▸ **Required work**:
a – According to the Ebola update below, at what time did the medical evacuation plane carrying Dr. Brantly arrive at Dobbins Air Force Base?
b – Write the next part of the Ebola update below, picking up after its final sentence.

▸ **Passage provided**:
<<<<
Ebola Update: Samaritan’s Purse Doctor Kent Brantly’s Condition is Improving; SIM Missionary Expected to Be Transported to the U.S. in A few Days
By Boaz Wadel
We praise God for the news that Samaritan's Purse doctor Kent Brantly's condition is improving. We can confirm that Kent was able to receive a dose of the experimental serum prior to leaving Liberia. Please continue to pray for Kent, the people of Liberia, and all those who are serving there in Jesus' Name.
Dr. Brantly, who contracted the Ebola virus while treating patients in Liberia, is back home in the United States. A medical evacuation plane equipped with a special containment unit arrived at Dobbins Air Force Base in Atlanta Saturday at 11:20 a.m. ET. Dr. Brantly was then transported to Emory University Hospital. Emory has an isolation unit set up in collaboration with the Centers for Disease Control and Prevention (CDC) to treat patients who are exposed to certain serious infectious diseases.
American Nancy Writebol, a missionary with SIM who also contracted Ebola in Liberia, is expected to arrive in Atlanta within the next few days.
"We thank God that they are alive and now have access to the best care in the world," said Franklin Graham, president of Samaritan's Purse. "We are extremely thankful for the help we have received from the State Department, the CDC, the National Institute of Health, WHO and, of course, Emory Hospital."
>>>>
▸ **Dataset content**:
<<<<
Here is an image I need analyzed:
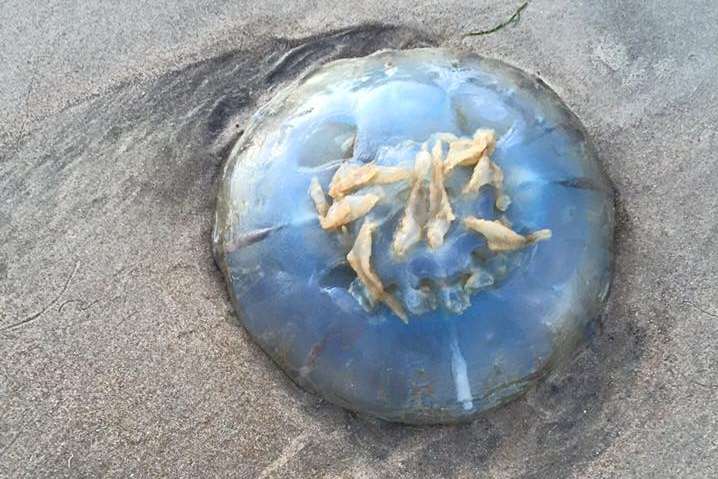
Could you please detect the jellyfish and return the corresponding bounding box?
[213,48,613,424]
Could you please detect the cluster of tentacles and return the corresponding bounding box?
[309,129,551,321]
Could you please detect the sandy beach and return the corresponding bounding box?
[0,0,718,478]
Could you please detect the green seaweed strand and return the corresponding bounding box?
[463,2,529,38]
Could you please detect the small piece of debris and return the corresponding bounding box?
[426,142,456,249]
[319,193,379,230]
[347,220,408,322]
[464,216,551,251]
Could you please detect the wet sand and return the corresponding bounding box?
[0,0,718,478]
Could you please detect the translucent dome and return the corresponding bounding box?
[213,49,613,423]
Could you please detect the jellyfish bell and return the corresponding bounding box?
[213,49,613,424]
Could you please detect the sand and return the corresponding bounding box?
[0,0,718,478]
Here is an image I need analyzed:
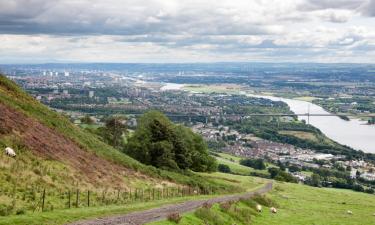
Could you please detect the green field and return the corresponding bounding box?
[215,153,274,176]
[151,179,375,225]
[182,84,243,94]
[0,173,267,225]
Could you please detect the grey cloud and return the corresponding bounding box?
[299,0,366,11]
[362,0,375,17]
[0,0,284,35]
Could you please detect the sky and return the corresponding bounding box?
[0,0,375,64]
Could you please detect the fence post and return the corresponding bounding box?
[68,190,71,209]
[87,190,90,207]
[76,189,79,208]
[42,188,46,212]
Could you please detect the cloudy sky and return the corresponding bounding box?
[0,0,375,63]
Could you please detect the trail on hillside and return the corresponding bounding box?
[70,182,272,225]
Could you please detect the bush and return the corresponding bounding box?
[202,202,212,209]
[240,159,266,170]
[219,201,233,212]
[240,198,257,209]
[0,204,13,216]
[228,207,253,224]
[253,195,277,207]
[167,213,181,223]
[194,208,226,225]
[217,164,232,173]
[124,111,217,172]
[16,208,26,215]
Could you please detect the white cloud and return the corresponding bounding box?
[0,0,375,62]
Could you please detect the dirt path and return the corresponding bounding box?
[71,182,272,225]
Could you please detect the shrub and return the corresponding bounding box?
[217,164,231,173]
[219,201,233,212]
[253,195,277,207]
[0,204,13,216]
[240,159,266,170]
[16,208,26,215]
[240,198,257,209]
[228,207,254,224]
[167,213,181,223]
[202,202,212,209]
[194,208,226,225]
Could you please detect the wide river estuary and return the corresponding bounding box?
[250,95,375,153]
[162,83,375,153]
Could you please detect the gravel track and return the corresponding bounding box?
[70,182,272,225]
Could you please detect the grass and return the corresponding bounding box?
[0,75,244,219]
[182,84,243,94]
[199,172,266,191]
[293,96,317,102]
[279,130,319,142]
[0,196,222,225]
[150,183,375,225]
[0,75,241,191]
[215,153,268,176]
[0,173,267,225]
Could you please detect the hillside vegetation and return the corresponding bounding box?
[0,76,244,216]
[149,178,375,225]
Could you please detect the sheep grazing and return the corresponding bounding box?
[5,147,16,157]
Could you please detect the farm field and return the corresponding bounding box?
[0,173,267,225]
[182,84,243,94]
[150,183,375,225]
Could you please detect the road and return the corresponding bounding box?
[70,182,272,225]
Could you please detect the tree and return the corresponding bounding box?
[311,173,321,187]
[124,111,217,172]
[217,164,231,173]
[98,116,127,149]
[81,115,94,124]
[240,159,266,170]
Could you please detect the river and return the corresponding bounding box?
[161,83,375,153]
[249,95,375,153]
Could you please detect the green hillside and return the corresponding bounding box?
[150,178,375,225]
[0,76,244,216]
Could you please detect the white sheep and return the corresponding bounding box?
[5,147,16,157]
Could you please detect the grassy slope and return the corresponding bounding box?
[0,173,266,225]
[215,153,270,176]
[0,75,236,190]
[151,183,375,225]
[0,75,264,221]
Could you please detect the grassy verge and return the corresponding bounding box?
[150,183,375,225]
[0,195,220,225]
[0,173,267,225]
[215,153,268,176]
[0,75,239,192]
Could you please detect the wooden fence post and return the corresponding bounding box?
[68,190,71,209]
[76,189,79,208]
[42,188,46,212]
[87,190,90,207]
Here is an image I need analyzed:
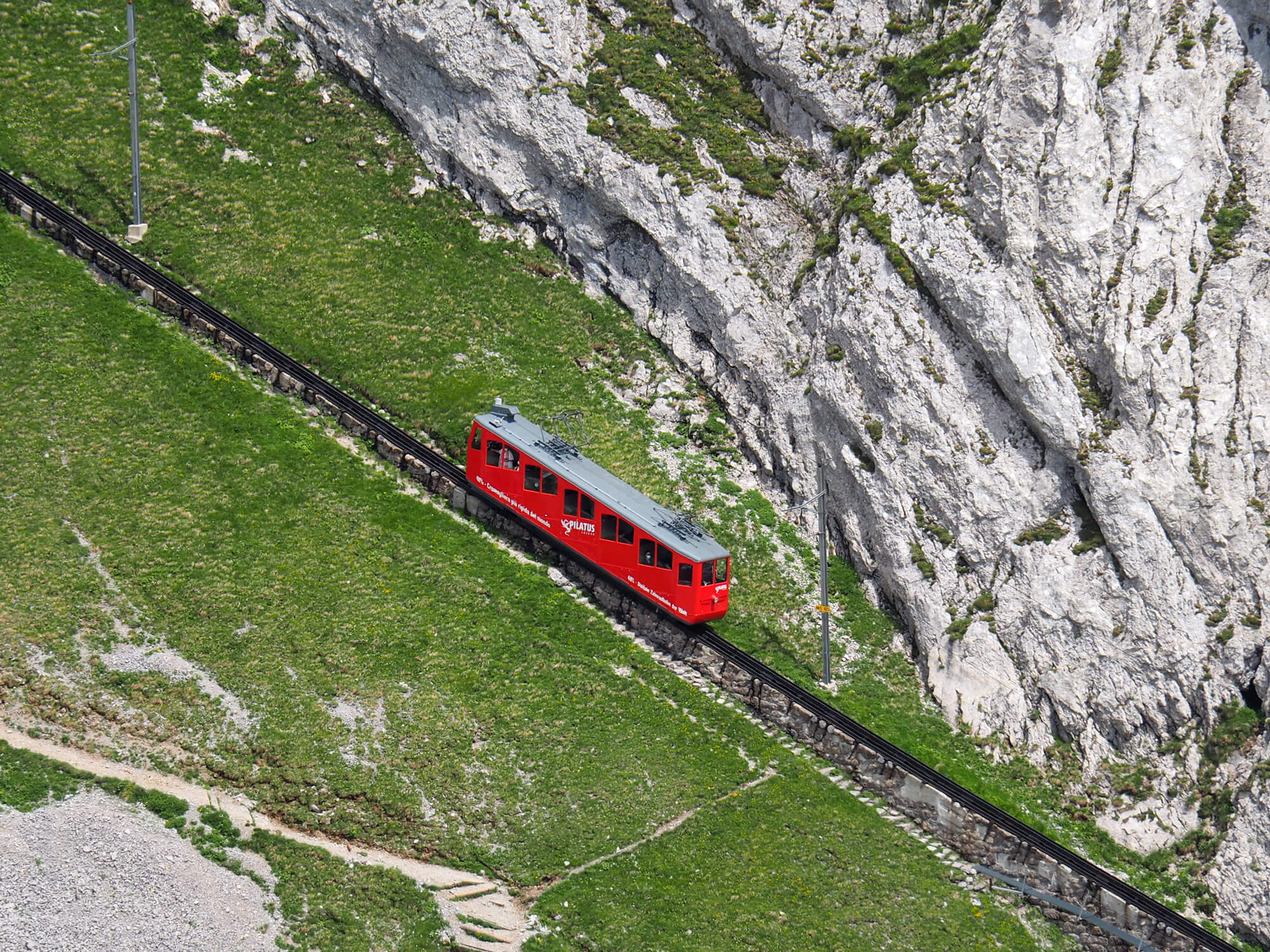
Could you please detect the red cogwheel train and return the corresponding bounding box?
[466,402,729,625]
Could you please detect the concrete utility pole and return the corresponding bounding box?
[94,0,150,244]
[815,463,832,684]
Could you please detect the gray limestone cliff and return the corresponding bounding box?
[226,0,1270,942]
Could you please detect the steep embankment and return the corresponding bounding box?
[226,0,1270,941]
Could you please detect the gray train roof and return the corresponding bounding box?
[476,404,728,562]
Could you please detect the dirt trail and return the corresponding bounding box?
[0,724,530,952]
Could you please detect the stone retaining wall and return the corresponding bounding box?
[9,197,1224,952]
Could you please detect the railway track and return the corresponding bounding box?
[0,170,1240,952]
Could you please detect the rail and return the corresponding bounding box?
[0,170,1240,952]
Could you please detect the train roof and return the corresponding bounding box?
[476,404,728,562]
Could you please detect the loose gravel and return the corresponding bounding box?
[0,790,281,952]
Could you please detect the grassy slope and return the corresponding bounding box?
[0,740,443,952]
[0,0,1240,939]
[0,220,1062,949]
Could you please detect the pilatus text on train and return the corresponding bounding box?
[467,404,729,625]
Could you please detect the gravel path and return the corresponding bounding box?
[0,790,281,952]
[0,724,532,952]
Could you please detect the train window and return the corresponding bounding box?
[639,538,657,565]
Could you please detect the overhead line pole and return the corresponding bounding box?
[815,463,832,684]
[93,0,150,244]
[128,0,149,241]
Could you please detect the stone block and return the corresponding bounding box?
[375,437,405,466]
[758,684,790,720]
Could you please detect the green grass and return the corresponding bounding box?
[526,763,1069,952]
[0,740,93,812]
[241,830,448,952]
[878,8,998,126]
[0,220,1062,949]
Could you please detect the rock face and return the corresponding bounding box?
[1209,781,1270,944]
[253,0,1270,939]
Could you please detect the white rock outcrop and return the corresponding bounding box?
[243,0,1270,941]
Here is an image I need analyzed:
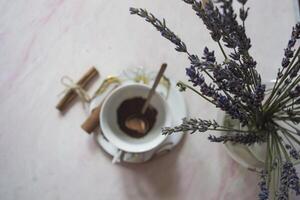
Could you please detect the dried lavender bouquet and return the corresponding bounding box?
[130,0,300,200]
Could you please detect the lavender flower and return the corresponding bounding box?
[254,84,266,106]
[289,85,300,98]
[202,47,216,63]
[208,133,264,145]
[186,66,205,87]
[129,8,187,52]
[278,161,300,199]
[281,23,300,68]
[258,170,269,200]
[162,118,219,135]
[285,144,300,160]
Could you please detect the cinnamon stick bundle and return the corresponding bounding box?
[56,67,99,112]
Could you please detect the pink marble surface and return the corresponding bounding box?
[0,0,295,200]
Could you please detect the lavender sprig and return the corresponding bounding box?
[162,118,219,135]
[129,8,187,52]
[278,161,300,199]
[208,133,265,146]
[258,170,269,200]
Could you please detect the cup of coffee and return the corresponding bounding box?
[100,84,172,153]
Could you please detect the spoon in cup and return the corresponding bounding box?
[125,63,167,135]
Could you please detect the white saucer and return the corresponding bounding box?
[89,68,188,163]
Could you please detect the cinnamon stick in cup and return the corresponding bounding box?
[81,104,101,134]
[56,67,99,112]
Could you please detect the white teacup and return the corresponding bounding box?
[100,84,172,153]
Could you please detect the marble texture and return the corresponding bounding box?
[0,0,296,200]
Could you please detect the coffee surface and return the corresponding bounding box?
[117,97,157,138]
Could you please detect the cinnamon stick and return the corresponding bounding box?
[56,67,99,112]
[81,105,101,134]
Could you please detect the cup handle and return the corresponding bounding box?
[112,149,124,164]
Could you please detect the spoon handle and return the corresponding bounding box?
[142,63,167,114]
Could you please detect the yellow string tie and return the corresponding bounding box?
[60,76,91,103]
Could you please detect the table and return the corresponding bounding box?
[0,0,296,200]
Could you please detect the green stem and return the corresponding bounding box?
[218,41,227,60]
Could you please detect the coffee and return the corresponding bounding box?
[117,97,157,138]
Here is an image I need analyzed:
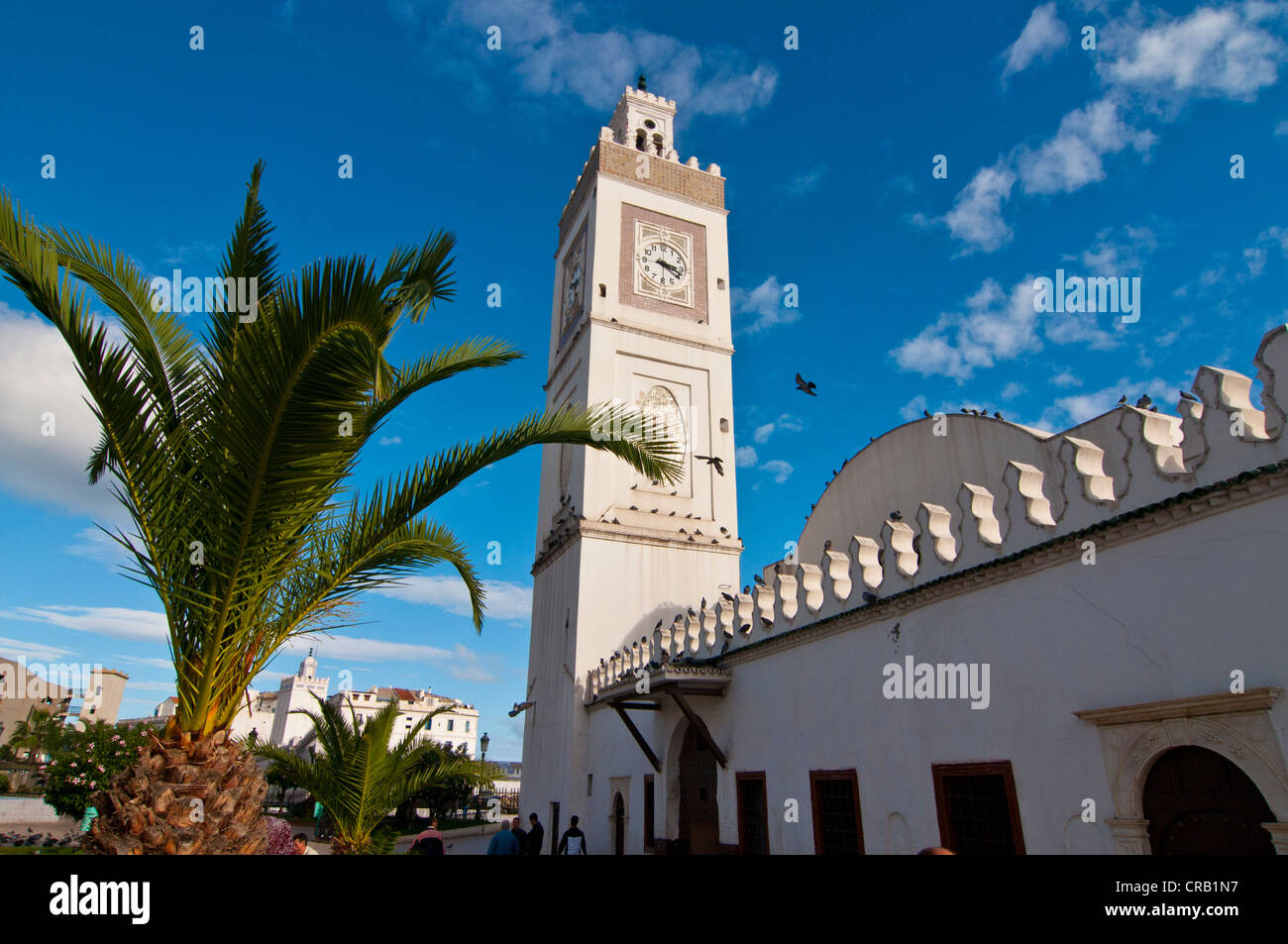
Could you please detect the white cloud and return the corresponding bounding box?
[733,275,802,334]
[893,278,1042,382]
[1066,227,1158,275]
[0,605,170,643]
[404,0,778,117]
[760,459,796,485]
[783,164,827,197]
[0,636,73,662]
[899,394,926,422]
[944,161,1015,253]
[0,301,124,523]
[1017,98,1154,193]
[373,575,532,621]
[751,413,805,446]
[1099,3,1285,107]
[1002,3,1069,84]
[1042,377,1180,429]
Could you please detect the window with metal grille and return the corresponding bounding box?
[931,761,1024,855]
[808,770,863,855]
[738,772,769,855]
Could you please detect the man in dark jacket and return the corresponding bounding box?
[557,816,587,855]
[528,812,546,855]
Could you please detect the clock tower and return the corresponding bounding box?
[523,81,742,831]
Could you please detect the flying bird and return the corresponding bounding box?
[695,456,724,475]
[796,373,818,396]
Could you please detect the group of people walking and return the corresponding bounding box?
[486,812,587,855]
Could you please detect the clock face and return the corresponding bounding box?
[635,240,692,291]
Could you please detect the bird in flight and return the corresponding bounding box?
[695,456,724,475]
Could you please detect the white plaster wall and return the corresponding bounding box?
[582,498,1288,854]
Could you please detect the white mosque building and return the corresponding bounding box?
[522,80,1288,854]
>>>>
▸ **Response list**:
a – Saturday at 11:20 a.m. ET.

b –
The safety of our staff is a top priority, and Samaritan's Purse is currently working to evacuate all but the most essential personnel to their home countries.
"The evacuation of our staff is underway and will be complete this weekend," Graham said.
The exact timeline and destinations are being kept confidential to respect their privacy. Samaritan's Purse is taking precautions that exceed the standards recommended by the Centers for Disease Control.
None of the evacuating staff are ill, and the World Health Organization and CDC continue to reiterate that people are not contagious unless they begin showing symptoms. Following their evacuation, Samaritan's Purse will work with staff to monitor their health.
Dr. Brantly initially turned down the offer of a dose of an experimental serum while still in Liberia on Wednesday.
"An experimental serum arrived in the country, but there was only enough for one person. Dr. Brantly asked that it be given to Nancy Writebol," Graham said. Later, Dr. Brantly was able to receive a dose of the serum as well.